[begin RECORDS FOR THIS TASK]

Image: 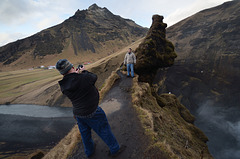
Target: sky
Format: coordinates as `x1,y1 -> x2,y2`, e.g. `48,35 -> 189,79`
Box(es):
0,0 -> 230,46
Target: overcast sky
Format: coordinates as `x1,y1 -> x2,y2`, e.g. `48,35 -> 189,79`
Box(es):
0,0 -> 230,46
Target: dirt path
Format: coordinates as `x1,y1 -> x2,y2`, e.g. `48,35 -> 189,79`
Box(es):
67,72 -> 148,159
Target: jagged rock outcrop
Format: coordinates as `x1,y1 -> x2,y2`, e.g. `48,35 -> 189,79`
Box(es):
0,4 -> 148,67
135,15 -> 177,82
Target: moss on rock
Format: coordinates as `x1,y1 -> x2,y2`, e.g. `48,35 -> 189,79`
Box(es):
135,15 -> 177,83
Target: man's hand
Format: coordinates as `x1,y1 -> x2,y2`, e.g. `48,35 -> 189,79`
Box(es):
76,65 -> 85,73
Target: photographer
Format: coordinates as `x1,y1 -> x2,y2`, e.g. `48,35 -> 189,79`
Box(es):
56,59 -> 125,157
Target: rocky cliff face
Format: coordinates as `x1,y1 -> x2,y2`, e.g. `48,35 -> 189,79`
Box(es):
154,1 -> 240,159
132,15 -> 212,159
135,15 -> 177,83
0,4 -> 147,69
156,1 -> 240,109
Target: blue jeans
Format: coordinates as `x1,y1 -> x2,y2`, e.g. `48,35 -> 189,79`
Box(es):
76,107 -> 119,157
127,63 -> 134,77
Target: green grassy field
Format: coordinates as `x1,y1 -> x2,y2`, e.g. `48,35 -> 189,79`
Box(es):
0,69 -> 61,104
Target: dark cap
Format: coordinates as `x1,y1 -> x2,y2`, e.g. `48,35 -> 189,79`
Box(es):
56,59 -> 73,75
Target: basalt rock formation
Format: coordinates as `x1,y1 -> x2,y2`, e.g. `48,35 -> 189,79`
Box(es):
135,15 -> 177,83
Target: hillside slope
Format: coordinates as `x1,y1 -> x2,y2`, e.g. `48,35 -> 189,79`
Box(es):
158,0 -> 240,159
163,0 -> 240,111
0,4 -> 147,69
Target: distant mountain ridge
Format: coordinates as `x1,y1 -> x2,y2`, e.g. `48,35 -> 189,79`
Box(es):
0,4 -> 148,69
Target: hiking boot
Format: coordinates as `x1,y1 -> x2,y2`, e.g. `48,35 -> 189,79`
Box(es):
88,143 -> 97,158
108,145 -> 127,157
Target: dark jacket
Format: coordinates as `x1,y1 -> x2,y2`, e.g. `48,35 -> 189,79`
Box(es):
58,71 -> 99,116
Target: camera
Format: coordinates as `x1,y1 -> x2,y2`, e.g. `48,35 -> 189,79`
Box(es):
77,65 -> 83,70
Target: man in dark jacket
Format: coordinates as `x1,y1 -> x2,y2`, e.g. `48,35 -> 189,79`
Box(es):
56,59 -> 124,157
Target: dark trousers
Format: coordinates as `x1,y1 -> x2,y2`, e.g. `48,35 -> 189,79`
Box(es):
76,107 -> 119,157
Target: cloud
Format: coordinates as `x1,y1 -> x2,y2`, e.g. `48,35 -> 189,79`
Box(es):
0,33 -> 27,46
0,0 -> 231,46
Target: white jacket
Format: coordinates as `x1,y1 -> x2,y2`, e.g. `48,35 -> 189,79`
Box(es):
124,52 -> 136,64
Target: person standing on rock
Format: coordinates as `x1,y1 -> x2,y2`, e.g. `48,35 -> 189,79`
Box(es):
124,48 -> 136,77
56,59 -> 125,157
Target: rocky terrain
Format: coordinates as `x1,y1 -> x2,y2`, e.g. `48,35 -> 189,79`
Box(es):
44,15 -> 212,159
155,0 -> 240,109
0,4 -> 148,69
153,0 -> 240,159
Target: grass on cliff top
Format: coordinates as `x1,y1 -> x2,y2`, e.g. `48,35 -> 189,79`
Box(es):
0,69 -> 61,99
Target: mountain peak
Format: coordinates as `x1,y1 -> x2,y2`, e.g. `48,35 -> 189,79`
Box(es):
88,3 -> 101,10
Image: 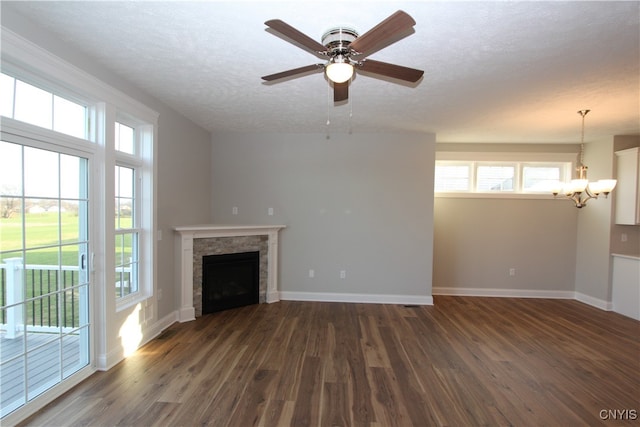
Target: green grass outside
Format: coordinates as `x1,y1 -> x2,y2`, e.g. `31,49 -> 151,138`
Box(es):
0,212 -> 131,326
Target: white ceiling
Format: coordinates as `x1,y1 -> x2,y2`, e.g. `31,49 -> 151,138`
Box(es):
2,1 -> 640,143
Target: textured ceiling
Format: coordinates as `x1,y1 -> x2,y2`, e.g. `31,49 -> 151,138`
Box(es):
2,1 -> 640,143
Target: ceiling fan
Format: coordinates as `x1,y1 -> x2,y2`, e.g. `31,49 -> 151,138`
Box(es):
262,10 -> 424,102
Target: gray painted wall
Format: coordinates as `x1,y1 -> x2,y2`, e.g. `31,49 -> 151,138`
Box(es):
2,8 -> 211,319
211,132 -> 435,296
575,137 -> 615,301
433,196 -> 578,291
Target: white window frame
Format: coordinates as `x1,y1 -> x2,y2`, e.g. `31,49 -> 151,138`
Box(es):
0,27 -> 158,425
112,112 -> 155,311
434,151 -> 577,199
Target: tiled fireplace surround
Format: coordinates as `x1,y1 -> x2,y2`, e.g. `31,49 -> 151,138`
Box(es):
175,225 -> 284,322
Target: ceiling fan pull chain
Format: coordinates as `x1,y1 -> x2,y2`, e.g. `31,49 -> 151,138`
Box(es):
348,83 -> 353,135
327,81 -> 331,139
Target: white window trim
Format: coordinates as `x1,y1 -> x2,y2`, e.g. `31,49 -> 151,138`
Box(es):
434,151 -> 577,199
0,27 -> 158,425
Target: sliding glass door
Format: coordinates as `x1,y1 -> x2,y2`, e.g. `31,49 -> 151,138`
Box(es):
0,134 -> 91,416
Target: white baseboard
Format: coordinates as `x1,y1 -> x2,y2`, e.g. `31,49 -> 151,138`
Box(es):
575,292 -> 613,311
96,311 -> 178,371
433,287 -> 613,311
280,291 -> 433,305
432,287 -> 576,299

[end RECORDS FOR THIS TASK]

TASK PROMPT:
Turn the listing above into a two-column CSV with the header row "request" and "boxes", giving one row per request with its text in the first column and its answer in the second. Put each value in a single quoted field with line breaks replaced by spaces, and leave the pictures out.

SOLUTION TO THE PROBLEM:
request,boxes
"Image: Target: sky Format: coordinates as `x1,y1 -> x2,y2`, e.g. `48,35 -> 189,79` Box(es):","0,0 -> 230,46"
"Target: overcast sky Format: coordinates as `x1,y1 -> x2,y2`, e.g. `48,35 -> 189,79` Box(es):","0,0 -> 230,46"
"Target: dirt path Format: coordinates as `x1,y1 -> x2,y2`, e.g. `48,35 -> 189,79` Box(es):","67,72 -> 148,159"
"Target: jagged rock outcrop Format: coordinates as `x1,y1 -> x2,y2`, e.g. `48,35 -> 189,79` Box(es):","0,4 -> 148,67 135,15 -> 177,82"
"Target: moss on rock Format: coordinates as `x1,y1 -> x2,y2`, e.g. `48,35 -> 189,79` Box(es):","135,15 -> 177,83"
"Target: man's hand Format: coordinates as `x1,y1 -> x2,y2`, e.g. `48,35 -> 189,79` Box(es):","76,65 -> 85,73"
"Target: photographer Format: coordinates as `x1,y1 -> x2,y2`, e.g. `48,35 -> 189,79` Box(es):","56,59 -> 125,157"
"Target: rocky cliff face Format: coordinates as `x1,y1 -> x2,y2`, e.g. `48,35 -> 189,79` Box(es):","154,1 -> 240,159 132,15 -> 212,159 135,15 -> 177,83 0,4 -> 147,69 156,1 -> 240,109"
"Target: blue jeans Format: coordinates as `x1,y1 -> x2,y2`, e.g. `48,35 -> 189,79` Box(es):","76,107 -> 119,157 127,63 -> 134,77"
"Target: green grassy field Format: coordinates as `x1,y1 -> x2,y2`, e.g. `48,35 -> 189,79` Box(es):","0,69 -> 61,104"
"Target: dark cap Format: coordinates as `x1,y1 -> x2,y2`, e.g. `48,35 -> 189,79` Box(es):","56,59 -> 73,75"
"Target: basalt rock formation Format: coordinates as `x1,y1 -> x2,y2`, e.g. `48,35 -> 189,79` Box(es):","135,15 -> 177,83"
"Target: hillside slope Format: coordinates as `x1,y1 -> x2,y2`, e.g. `48,35 -> 189,79` Box(es):","158,0 -> 240,159 163,0 -> 240,111 0,4 -> 147,69"
"Target: distant mountain ridge Format: coordinates as `x1,y1 -> x2,y2`, e.g. `48,35 -> 189,79` Box(es):","0,4 -> 148,69"
"Target: hiking boot Format: coordinates as `x1,y1 -> x2,y2`, e.g. `48,35 -> 189,79` Box(es):","88,143 -> 97,158 108,145 -> 127,157"
"Target: dark jacket Format: coordinates as `x1,y1 -> x2,y2`, e.g. `48,35 -> 189,79` Box(es):","58,71 -> 99,116"
"Target: camera Format: coordinates as `x1,y1 -> x2,y2`, e.g. `48,35 -> 189,79` Box(es):","77,65 -> 83,70"
"Target: man in dark jacket Format: coordinates as `x1,y1 -> x2,y2`, e.g. `48,35 -> 189,79` Box(es):","56,59 -> 124,157"
"Target: dark trousers Format: coordinates as `x1,y1 -> x2,y2`, e.g. `48,35 -> 189,79` Box(es):","76,107 -> 119,157"
"Target: cloud Format: coordinates as `x1,y1 -> x2,y2`, e.g. `48,35 -> 189,79` Box(es):","0,33 -> 27,46 0,0 -> 231,46"
"Target: white jacket Format: coordinates as `x1,y1 -> x2,y2`, e.g. `48,35 -> 189,79` Box(es):","124,52 -> 136,64"
"Target: person standing on rock Format: coordinates as `x1,y1 -> x2,y2`, e.g. `48,35 -> 189,79` Box(es):","124,48 -> 136,77 56,59 -> 125,157"
"Target: rocky terrain Format: coordinates as `x1,y1 -> x2,y2`, e.g. `48,35 -> 189,79` Box(es):","44,15 -> 212,159 155,0 -> 240,109 0,4 -> 148,69 153,0 -> 240,159"
"Target: grass on cliff top Format: coordinates as `x1,y1 -> x2,y2`, e.g. `48,35 -> 189,79` Box(es):","0,69 -> 61,99"
"Target: mountain peak Format: coordinates as `x1,y1 -> x2,y2`, e.g. `48,35 -> 189,79` Box(es):","88,3 -> 101,10"
"Image: Target: green grass outside Format: coordinates as `x1,y1 -> x2,y2`, e.g. `31,49 -> 151,138` Box(es):","0,212 -> 131,326"
"Target: white ceiling Format: coordinates as `x1,y1 -> x2,y2`, e.g. `31,49 -> 151,138` Box(es):","2,1 -> 640,143"
"Target: textured ceiling Format: coordinates as `x1,y1 -> x2,y2`, e.g. `31,49 -> 151,138` Box(es):","2,1 -> 640,143"
"Target: ceiling fan Format: coordinates as `x1,y1 -> x2,y2`, e.g. `31,49 -> 151,138` Box(es):","262,10 -> 424,102"
"Target: gray painted wall Format: coordinates as `x1,y1 -> x2,y2`, e.g. `31,49 -> 151,138` Box(es):","2,8 -> 211,319 211,132 -> 435,296 575,137 -> 615,301 433,196 -> 578,291"
"Target: white window frame Format: coordinates as `x1,y1 -> x2,y2`, e.g. `31,49 -> 151,138` Box(es):","0,27 -> 158,425 112,112 -> 155,311 434,151 -> 577,199"
"Target: tiled fireplace surround Format: coordinates as `x1,y1 -> x2,y2`, e.g. `31,49 -> 151,138` Box(es):","175,225 -> 284,322"
"Target: ceiling fan pull chain Format: coordinates as `x1,y1 -> x2,y2`, e.g. `31,49 -> 151,138` Box(es):","348,83 -> 353,135 327,81 -> 331,139"
"Target: white window trim Format: coordinates as `x1,y1 -> x2,y2`, e.g. `31,49 -> 151,138` Box(es):","434,151 -> 577,199 0,27 -> 158,425"
"Target: sliding glass door Format: coordinates as `x1,y1 -> x2,y2`, e.g. `31,49 -> 151,138` Box(es):","0,134 -> 91,416"
"Target: white baseboard Format: coordinates as `x1,y1 -> x2,y2`, e.g. `31,49 -> 151,138` Box(es):","575,292 -> 613,311 96,311 -> 178,371 433,287 -> 613,311 280,291 -> 433,305 432,287 -> 576,299"